_What to do_
A - In the common good passage, transcribe the words from "We recognise that" to "whole human family.".
B - According to the common good passage, why must every group in society take into account the rights and aspirations of other groups?

_Selected text_
The “Big Picture” is also the context in which we can most productively explore the big perennial questions of life - purpose and meaning, virtues and values.
In order to focus on life’s bigger picture and be guided by the principles of hard work, commitment, volunteerism and service; with a great passion for dialogue of cultures, civilisations, religions, ideas and visions, at an international conference in Oxford in 2002 the Globalisation for the Common Good Initiative (GCGI) and the GCGI Annual International Conference Series were founded.
We recognise that our socio-economic problems are closely linked to our spiritual problems and vice versa. Moreover, socio-economic justice, peace and harmony will come about only when the essential connection between the spiritual and practical aspects of life is valued. Necessary for this journey is to discover, promote and live for the common good. The principle of the common good reminds us that we are all really responsible for each other – we are our brothers' and sisters' keepers – and must work for social conditions which ensure that every person and every group in society is able to meet their needs and realize their potential. It follows that every group in society must take into account the rights and aspirations of other groups, and the well-being of the whole human family.

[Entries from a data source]
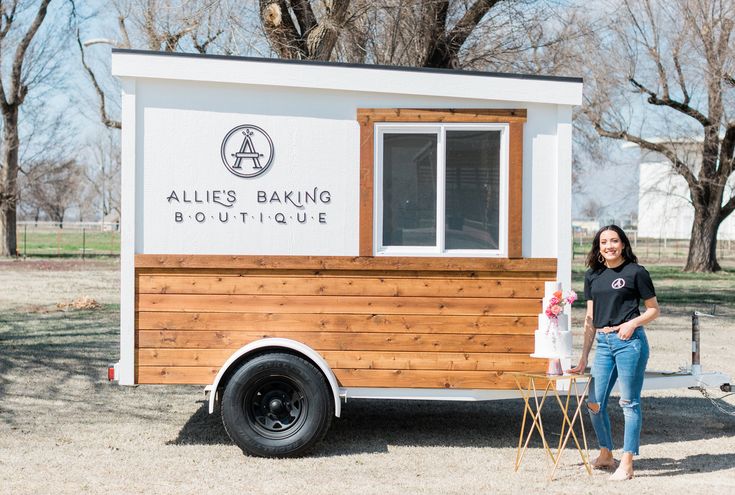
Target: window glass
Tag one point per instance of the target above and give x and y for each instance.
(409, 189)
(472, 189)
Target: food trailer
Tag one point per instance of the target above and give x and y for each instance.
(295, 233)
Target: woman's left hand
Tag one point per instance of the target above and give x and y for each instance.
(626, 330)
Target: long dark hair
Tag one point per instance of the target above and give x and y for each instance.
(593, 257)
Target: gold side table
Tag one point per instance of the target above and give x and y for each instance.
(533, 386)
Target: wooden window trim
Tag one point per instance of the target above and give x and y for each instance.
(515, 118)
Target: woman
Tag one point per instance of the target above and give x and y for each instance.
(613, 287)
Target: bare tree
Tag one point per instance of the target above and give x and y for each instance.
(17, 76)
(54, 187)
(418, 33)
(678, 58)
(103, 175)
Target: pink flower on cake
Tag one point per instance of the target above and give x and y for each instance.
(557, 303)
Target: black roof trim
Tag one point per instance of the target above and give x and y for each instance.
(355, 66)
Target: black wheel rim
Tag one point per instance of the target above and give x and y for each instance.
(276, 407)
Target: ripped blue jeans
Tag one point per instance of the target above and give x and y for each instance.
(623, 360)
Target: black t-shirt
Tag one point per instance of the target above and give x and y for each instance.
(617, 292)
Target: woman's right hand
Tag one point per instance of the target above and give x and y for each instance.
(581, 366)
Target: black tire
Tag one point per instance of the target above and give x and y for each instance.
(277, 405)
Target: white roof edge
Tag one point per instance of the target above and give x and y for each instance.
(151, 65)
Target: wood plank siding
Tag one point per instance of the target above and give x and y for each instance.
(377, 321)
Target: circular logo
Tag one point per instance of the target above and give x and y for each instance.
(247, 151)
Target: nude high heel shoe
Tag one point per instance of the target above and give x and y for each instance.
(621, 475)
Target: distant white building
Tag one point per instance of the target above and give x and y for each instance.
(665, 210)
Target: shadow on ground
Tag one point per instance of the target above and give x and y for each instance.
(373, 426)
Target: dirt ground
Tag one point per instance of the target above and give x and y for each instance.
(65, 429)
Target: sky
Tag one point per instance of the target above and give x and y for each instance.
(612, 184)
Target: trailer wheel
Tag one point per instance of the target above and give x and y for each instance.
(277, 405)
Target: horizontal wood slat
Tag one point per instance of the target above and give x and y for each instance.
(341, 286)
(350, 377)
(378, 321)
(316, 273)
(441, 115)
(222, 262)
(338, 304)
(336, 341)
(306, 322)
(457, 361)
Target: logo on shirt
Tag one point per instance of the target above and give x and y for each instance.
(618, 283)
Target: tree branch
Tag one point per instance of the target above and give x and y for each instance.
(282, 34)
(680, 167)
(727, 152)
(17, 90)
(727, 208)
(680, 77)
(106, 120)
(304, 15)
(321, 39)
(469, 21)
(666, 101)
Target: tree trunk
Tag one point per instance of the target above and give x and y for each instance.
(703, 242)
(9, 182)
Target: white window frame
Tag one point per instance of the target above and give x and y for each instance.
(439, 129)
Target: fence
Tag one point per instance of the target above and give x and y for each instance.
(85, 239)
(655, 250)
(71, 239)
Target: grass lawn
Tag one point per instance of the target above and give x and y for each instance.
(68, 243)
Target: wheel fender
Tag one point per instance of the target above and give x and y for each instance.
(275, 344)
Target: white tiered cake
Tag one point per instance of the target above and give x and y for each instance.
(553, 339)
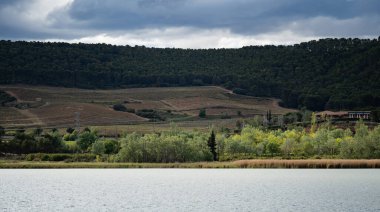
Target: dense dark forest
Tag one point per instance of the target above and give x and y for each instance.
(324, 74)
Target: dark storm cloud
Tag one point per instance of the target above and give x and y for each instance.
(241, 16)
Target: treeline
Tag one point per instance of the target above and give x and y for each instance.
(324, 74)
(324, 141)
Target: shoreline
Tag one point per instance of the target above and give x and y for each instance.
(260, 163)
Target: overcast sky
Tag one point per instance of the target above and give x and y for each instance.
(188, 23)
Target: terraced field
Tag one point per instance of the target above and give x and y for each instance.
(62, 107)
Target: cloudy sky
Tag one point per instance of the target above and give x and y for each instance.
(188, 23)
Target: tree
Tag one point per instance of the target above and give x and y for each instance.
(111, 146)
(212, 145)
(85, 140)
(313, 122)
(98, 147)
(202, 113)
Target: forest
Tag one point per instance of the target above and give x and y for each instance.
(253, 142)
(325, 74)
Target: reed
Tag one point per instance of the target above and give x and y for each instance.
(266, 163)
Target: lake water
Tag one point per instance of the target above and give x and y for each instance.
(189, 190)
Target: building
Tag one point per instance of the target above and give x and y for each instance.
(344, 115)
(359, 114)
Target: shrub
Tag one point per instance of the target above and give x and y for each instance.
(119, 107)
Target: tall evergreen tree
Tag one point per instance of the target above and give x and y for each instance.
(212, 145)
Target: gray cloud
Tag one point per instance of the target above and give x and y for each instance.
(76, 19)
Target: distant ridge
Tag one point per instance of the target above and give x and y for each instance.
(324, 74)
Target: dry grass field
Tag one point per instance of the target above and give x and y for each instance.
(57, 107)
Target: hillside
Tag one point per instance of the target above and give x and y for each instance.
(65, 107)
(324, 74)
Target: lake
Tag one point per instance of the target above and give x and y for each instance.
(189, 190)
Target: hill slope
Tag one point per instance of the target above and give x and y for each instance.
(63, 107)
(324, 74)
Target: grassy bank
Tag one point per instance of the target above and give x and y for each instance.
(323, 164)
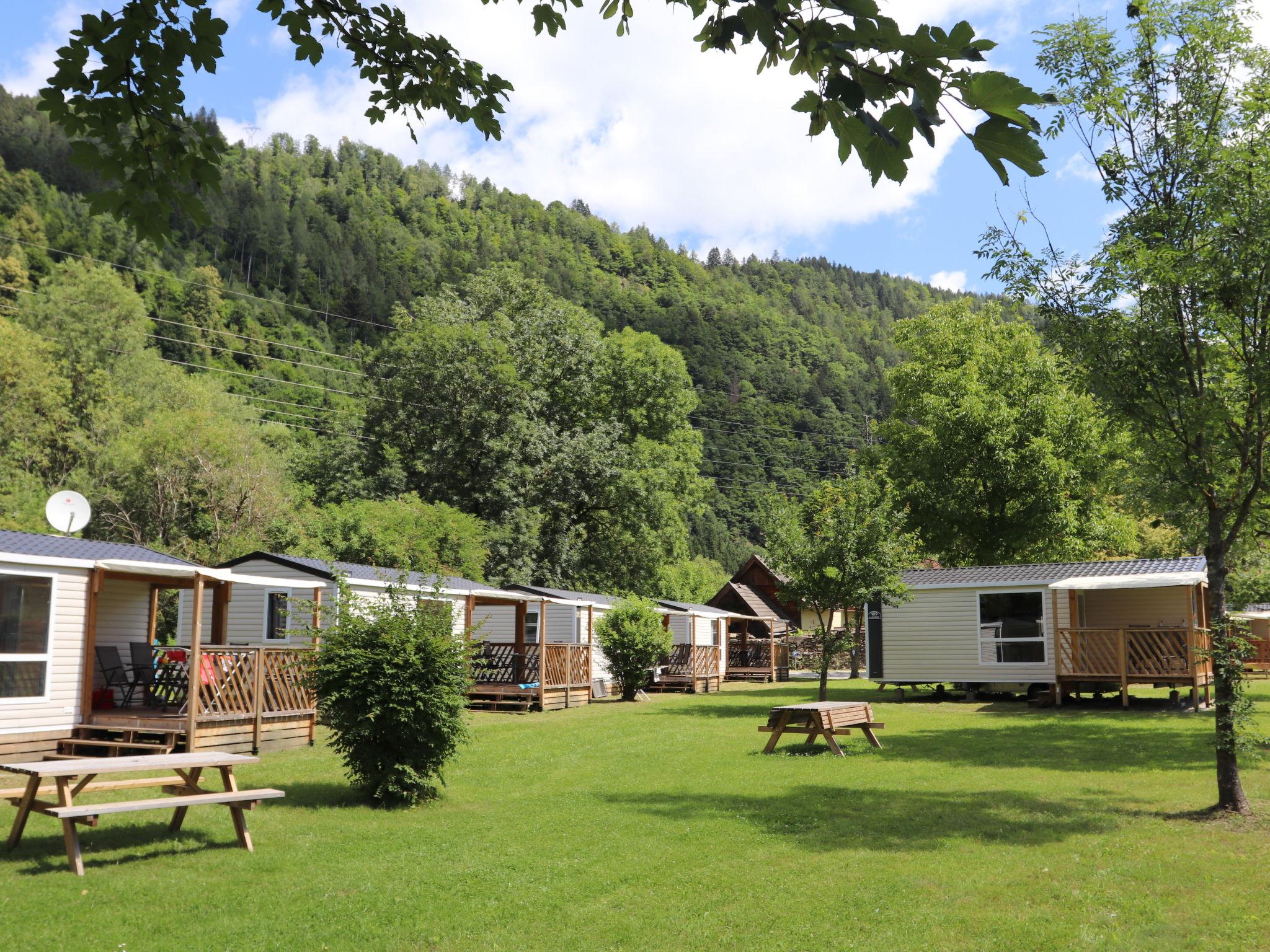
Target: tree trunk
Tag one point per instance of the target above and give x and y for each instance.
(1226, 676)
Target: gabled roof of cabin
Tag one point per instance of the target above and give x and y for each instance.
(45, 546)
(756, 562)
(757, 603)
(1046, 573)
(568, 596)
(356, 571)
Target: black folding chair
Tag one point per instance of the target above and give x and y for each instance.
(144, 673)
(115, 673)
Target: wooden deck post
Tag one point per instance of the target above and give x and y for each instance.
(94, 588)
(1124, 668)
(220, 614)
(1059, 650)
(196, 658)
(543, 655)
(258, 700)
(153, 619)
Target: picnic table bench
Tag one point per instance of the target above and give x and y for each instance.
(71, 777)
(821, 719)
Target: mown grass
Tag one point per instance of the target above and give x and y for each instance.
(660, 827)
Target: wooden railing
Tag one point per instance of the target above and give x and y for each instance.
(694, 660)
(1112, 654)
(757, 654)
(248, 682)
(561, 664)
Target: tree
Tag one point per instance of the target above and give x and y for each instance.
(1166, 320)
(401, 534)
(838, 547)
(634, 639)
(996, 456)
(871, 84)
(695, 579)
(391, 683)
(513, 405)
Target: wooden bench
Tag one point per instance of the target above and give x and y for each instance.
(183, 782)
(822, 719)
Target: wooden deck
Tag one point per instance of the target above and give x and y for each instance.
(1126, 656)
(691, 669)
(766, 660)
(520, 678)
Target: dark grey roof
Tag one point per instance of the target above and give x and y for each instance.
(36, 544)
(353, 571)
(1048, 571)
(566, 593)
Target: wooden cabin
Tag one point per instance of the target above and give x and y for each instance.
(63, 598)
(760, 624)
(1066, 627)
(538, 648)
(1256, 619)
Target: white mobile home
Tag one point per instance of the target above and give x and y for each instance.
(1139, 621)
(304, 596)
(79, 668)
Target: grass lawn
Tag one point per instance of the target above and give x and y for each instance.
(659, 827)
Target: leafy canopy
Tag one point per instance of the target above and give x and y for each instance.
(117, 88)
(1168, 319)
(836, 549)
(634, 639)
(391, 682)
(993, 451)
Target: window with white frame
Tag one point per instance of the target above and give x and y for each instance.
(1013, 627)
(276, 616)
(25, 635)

_Expected outputs_
A -
We recognise that our socio-economic problems are closely linked to our spiritual problems and vice versa. Moreover, socio-economic justice, peace and harmony will come about only when the essential connection between the spiritual and practical aspects of life is valued. Necessary for this journey is to discover, promote and live for the common good. The principle of the common good reminds us that we are all really responsible for each other – we are our brothers' and sisters' keepers – and must work for social conditions which ensure that every person and every group in society is able to meet their needs and realize their potential. It follows that every group in society must take into account the rights and aspirations of other groups, and the well-being of the whole human family.

B - The principle of the common good reminds us that we are all responsible for each other, as our brothers' and sisters' keepers. We must therefore work for social conditions that let every person and every group meet their needs and realize their potential.